SOURCE PASSAGE:

RCP4.5 shows the highest magnitude of decrease specifically under 1989-2018 baseline period. This singular decrease is the highest for the whole three basins put together. Table 2 trend analysis of dry season water yield over KYB reveals significant decreasing trend at 0.05 significant levels for medium emission pathway but not for low and high emission trajectories.
During the long-term projections (2079-2100), dry season water yield over KLB experience increasing trend for RCP2.6 up to (+0.2 mm/day) but not significant. However, RCPs 4.5 and RCP8.5 continues with a decreasing trend under the two baselines with a range of (-0.05 to 0.2 mm/day) which were found significant for RCP8.5 but not for RCP4.5. In SRB the dry season water yield experiences decreasing pattern for all the three RCPs except RCP2.6 with slight increase of just (+0.02 mm/day). However, the range of decrease is within the range of (-0.1 to -0.3 mm/day) for RCPs 4.5 and 8.5. The (-0.3 mm/day) decreasing pattern is the highest observed for RCP8.5 in the whole basins such that Mann Kendal trend analysis confirms significant decreasing trend at 0.05 significant levels. As for KYB, decreasing trend is also noticed for the three RCPs but only significant for highest emission pathways. Regional trend analysis of the three basins as a whole confirms that Guinea and Sudano-Sahelian ecological zones of Nigeria will experience decreasing dry season water yield from the near-term (2019-2048), mid-term (2049-2078) and long-term (2079-2100) with reference to 1959-1988 and 1989-2018 baselines. In Table 2 it is observed that the decreasing dry season water yield were only significant for RCP8.5 but not under middle and low emission trajectories.
3.2. Projected Changes in Wet Season Water Yield
Wet season water yield over KLB, SRB and KYB that collectively refer to the Guinea and Sudano-Sahelian ecological zones are shown on Figure 3a-c. Wet season water yield were projected for near, mid and long-term with reference to 1959-1988 and 1989-2018 baselines.
Figure-3a. Projected changes in wet season water yield for KLB.
Figure-3b. Projected changes in wet season water yield for SRB.
Figure-3c. Projected changes in wet season water yield for KYB.

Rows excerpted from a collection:
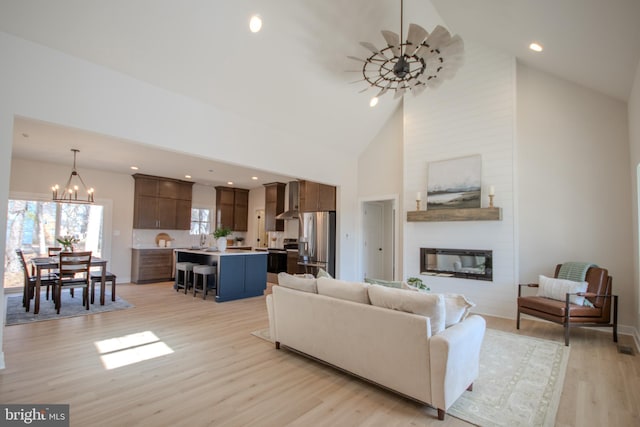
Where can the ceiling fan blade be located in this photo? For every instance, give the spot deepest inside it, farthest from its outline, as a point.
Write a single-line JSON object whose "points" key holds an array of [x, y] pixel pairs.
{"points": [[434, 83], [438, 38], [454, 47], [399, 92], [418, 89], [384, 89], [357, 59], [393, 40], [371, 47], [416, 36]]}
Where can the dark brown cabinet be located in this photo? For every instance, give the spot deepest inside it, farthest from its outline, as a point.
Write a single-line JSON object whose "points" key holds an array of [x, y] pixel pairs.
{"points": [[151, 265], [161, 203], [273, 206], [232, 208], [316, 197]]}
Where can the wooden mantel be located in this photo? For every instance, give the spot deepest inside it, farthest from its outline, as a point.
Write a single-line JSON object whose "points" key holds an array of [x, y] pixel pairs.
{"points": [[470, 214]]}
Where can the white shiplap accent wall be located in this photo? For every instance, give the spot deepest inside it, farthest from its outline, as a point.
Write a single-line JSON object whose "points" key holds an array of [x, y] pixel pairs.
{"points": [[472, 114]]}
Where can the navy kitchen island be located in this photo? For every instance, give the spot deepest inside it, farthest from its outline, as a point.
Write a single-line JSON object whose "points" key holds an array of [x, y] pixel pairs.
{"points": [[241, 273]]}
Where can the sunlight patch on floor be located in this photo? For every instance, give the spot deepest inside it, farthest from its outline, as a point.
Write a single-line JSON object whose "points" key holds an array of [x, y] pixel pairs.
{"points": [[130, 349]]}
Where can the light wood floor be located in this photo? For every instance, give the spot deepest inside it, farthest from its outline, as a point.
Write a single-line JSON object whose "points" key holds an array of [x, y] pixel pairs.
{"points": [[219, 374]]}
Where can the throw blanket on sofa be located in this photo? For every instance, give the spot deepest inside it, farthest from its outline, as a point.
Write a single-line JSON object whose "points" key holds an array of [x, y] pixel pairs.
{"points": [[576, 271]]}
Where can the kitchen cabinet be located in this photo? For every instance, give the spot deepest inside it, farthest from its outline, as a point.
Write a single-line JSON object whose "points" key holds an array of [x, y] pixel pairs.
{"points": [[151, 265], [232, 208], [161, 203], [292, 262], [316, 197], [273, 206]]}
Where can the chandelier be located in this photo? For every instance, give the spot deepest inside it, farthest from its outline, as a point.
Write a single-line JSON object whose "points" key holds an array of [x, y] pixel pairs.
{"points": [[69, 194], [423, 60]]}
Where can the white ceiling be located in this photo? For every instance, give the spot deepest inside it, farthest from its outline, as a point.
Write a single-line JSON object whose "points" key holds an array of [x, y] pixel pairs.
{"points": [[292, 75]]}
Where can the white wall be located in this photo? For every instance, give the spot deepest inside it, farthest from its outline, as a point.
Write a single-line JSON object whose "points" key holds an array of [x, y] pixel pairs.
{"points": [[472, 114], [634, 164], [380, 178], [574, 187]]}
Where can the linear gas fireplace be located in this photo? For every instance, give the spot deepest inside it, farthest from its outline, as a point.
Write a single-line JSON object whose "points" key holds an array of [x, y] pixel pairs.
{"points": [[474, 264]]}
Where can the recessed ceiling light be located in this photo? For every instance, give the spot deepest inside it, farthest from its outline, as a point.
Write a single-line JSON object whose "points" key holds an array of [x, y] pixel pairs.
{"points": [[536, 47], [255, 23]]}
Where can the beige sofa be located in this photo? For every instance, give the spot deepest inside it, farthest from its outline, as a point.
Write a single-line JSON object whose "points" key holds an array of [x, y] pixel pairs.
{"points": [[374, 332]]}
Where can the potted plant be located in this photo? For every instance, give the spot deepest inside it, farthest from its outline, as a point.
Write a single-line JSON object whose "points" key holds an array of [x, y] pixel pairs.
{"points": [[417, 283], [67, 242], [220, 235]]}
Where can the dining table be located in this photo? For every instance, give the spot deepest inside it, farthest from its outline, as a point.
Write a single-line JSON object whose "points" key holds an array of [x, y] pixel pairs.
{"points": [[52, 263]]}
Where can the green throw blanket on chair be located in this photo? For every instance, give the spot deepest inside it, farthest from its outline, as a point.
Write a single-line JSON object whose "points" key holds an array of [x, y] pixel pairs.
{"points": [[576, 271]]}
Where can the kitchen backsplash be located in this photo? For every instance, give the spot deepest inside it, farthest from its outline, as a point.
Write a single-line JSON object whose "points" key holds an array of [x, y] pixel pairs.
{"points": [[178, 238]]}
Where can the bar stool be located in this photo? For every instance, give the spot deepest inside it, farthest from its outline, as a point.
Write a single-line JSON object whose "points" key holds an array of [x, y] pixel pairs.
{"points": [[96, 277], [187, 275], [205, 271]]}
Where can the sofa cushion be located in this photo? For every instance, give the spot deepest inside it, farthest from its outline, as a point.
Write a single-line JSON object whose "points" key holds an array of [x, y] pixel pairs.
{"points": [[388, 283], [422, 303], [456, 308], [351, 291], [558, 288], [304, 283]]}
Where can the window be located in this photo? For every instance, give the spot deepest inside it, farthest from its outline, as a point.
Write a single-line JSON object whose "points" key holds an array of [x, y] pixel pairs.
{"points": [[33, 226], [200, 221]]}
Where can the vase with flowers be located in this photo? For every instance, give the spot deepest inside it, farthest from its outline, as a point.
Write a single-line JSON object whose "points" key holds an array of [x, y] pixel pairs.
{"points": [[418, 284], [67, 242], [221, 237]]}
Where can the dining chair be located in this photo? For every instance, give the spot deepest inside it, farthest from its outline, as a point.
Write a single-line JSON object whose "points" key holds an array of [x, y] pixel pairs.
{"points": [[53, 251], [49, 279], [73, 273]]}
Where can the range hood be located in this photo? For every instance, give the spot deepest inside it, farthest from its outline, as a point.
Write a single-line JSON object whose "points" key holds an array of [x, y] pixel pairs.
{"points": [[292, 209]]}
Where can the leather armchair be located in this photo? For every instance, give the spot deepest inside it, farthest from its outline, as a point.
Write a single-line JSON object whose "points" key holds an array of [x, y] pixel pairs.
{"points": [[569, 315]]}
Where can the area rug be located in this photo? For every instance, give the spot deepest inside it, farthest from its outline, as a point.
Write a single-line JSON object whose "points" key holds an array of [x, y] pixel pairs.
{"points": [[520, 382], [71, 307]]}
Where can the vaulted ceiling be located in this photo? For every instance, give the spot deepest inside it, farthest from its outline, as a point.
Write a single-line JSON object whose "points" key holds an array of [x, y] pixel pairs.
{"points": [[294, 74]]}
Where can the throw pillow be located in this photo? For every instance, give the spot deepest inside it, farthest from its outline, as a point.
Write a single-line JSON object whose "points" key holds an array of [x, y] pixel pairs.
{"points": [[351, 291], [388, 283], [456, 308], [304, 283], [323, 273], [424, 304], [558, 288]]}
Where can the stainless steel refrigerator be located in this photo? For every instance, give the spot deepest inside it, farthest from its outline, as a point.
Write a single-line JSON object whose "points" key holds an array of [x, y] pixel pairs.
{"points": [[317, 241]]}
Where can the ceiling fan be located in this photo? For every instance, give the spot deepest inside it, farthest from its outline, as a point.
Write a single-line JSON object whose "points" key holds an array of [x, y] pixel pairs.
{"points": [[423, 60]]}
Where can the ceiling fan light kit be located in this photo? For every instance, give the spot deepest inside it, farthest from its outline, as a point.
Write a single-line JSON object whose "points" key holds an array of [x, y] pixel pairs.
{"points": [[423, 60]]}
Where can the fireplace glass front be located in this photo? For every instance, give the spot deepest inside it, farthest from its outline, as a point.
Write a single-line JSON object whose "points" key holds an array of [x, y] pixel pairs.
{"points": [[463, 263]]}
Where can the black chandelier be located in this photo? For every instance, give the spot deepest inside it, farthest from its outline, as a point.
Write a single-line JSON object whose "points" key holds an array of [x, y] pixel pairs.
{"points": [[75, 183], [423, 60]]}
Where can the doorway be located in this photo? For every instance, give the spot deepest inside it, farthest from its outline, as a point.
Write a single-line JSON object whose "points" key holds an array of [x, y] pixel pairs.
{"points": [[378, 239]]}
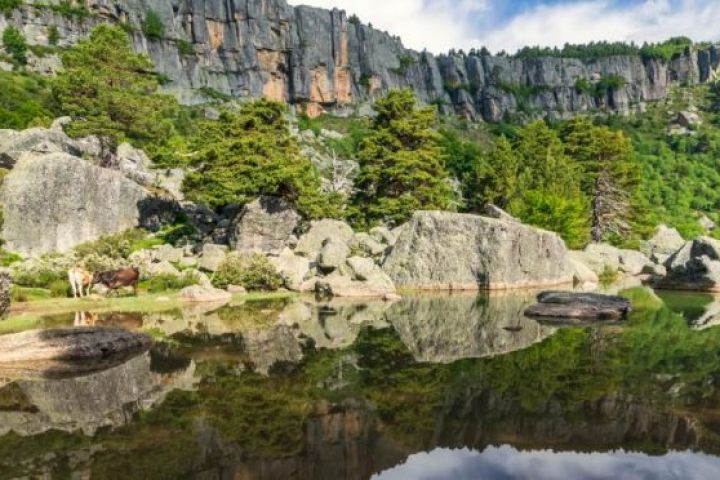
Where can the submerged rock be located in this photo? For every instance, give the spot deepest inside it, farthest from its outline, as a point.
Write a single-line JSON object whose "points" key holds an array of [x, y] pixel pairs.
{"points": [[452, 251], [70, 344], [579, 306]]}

PROBLEM DESCRIPTION: Please copy everything in the water yield passage above from "3.2. Projected Changes" down to "yield for KLB.".

FINISHED EXERCISE:
3.2. Projected Changes in Wet Season Water Yield
Wet season water yield over KLB, SRB and KYB that collectively refer to the Guinea and Sudano-Sahelian ecological zones are shown on Figure 3a-c. Wet season water yield were projected for near, mid and long-term with reference to 1959-1988 and 1989-2018 baselines.
Figure-3a. Projected changes in wet season water yield for KLB.